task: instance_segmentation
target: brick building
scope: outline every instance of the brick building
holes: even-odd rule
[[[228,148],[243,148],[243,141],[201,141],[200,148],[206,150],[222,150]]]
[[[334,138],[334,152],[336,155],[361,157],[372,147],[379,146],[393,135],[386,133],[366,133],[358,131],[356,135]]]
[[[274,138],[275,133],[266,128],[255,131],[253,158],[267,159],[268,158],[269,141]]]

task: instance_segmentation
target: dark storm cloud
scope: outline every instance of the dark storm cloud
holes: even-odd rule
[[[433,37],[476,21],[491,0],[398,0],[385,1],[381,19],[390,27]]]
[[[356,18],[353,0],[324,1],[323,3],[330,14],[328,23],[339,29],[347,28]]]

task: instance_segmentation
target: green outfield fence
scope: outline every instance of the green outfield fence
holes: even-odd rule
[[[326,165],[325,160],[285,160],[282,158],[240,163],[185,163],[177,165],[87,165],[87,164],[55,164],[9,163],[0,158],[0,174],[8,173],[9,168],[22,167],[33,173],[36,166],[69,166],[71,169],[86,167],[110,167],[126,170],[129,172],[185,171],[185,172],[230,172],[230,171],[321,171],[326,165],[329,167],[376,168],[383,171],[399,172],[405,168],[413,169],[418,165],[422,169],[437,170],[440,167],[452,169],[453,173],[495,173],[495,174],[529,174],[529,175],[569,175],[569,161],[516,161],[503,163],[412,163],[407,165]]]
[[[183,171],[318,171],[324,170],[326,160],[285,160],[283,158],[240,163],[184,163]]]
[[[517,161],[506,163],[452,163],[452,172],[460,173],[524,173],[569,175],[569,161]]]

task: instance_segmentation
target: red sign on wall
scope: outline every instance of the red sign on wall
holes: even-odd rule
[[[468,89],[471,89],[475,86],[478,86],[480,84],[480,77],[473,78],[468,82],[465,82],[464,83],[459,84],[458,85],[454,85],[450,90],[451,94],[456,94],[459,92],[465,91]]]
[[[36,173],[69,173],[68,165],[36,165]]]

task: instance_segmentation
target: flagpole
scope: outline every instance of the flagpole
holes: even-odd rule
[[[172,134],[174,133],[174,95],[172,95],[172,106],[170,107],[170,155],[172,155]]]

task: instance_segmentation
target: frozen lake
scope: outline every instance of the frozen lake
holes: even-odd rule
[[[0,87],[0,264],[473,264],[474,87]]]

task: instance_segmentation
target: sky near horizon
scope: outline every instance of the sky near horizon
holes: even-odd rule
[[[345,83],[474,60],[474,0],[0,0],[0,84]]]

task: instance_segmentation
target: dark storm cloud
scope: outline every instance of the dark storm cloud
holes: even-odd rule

* Exercise prompt *
Copy the records above exactly.

* Task output *
task: instance_segmentation
target: brick building
scope: outline every instance of the brick building
holes: even-odd rule
[[[228,148],[243,148],[243,141],[201,141],[200,148],[206,150],[222,150]]]
[[[334,138],[334,152],[336,155],[361,157],[372,147],[379,146],[393,135],[386,133],[366,133],[358,131],[356,135]]]
[[[274,138],[275,133],[266,128],[255,131],[253,158],[267,159],[268,158],[269,141]]]

task: instance_segmentation
target: dark storm cloud
scope: outline every instance of the dark storm cloud
holes: even-odd rule
[[[433,37],[476,21],[491,0],[398,0],[385,1],[381,19],[390,27]]]
[[[356,18],[353,0],[324,1],[323,3],[330,14],[328,23],[339,29],[347,28]]]

task: instance_segmentation
target: green outfield fence
scope: outline every instance of the green outfield fence
holes: even-odd rule
[[[326,165],[325,160],[285,160],[282,158],[240,163],[185,163],[177,165],[87,165],[87,164],[55,164],[9,163],[0,158],[0,174],[8,173],[9,168],[22,167],[33,173],[36,166],[69,166],[71,169],[86,167],[110,167],[126,170],[129,172],[185,171],[185,172],[230,172],[230,171],[321,171],[326,165],[329,167],[376,168],[383,171],[399,172],[405,168],[413,169],[418,165],[422,169],[437,170],[440,167],[452,169],[453,173],[495,173],[495,174],[529,174],[529,175],[569,175],[569,161],[516,161],[503,163],[412,163],[407,165]]]
[[[183,171],[318,171],[324,170],[326,160],[285,160],[283,158],[240,163],[184,163]]]
[[[517,161],[506,163],[452,163],[452,172],[460,173],[524,173],[569,175],[569,161]]]

task: instance_segmentation
target: red sign on wall
scope: outline every instance of the red sign on wall
holes: even-odd rule
[[[468,89],[471,89],[475,86],[478,86],[480,84],[480,77],[473,78],[468,82],[465,82],[464,83],[459,84],[458,85],[454,85],[450,90],[451,94],[456,94],[459,92],[465,91]]]
[[[36,173],[69,173],[68,165],[36,165]]]

task: instance_segmentation
target: flagpole
scope: outline every instance of the flagpole
holes: even-odd rule
[[[172,134],[174,133],[174,95],[172,95],[172,106],[170,107],[170,155],[172,155]]]

task: instance_segmentation
target: frozen lake
scope: outline every instance of the frozen lake
holes: even-odd rule
[[[0,87],[0,264],[473,264],[474,87]]]

task: instance_segmentation
target: sky near horizon
scope: outline every instance of the sky near horizon
holes: even-odd rule
[[[345,83],[474,60],[474,0],[0,0],[0,84]]]

task: instance_segmentation
target: dark storm cloud
scope: outline every instance of the dark storm cloud
holes: even-odd rule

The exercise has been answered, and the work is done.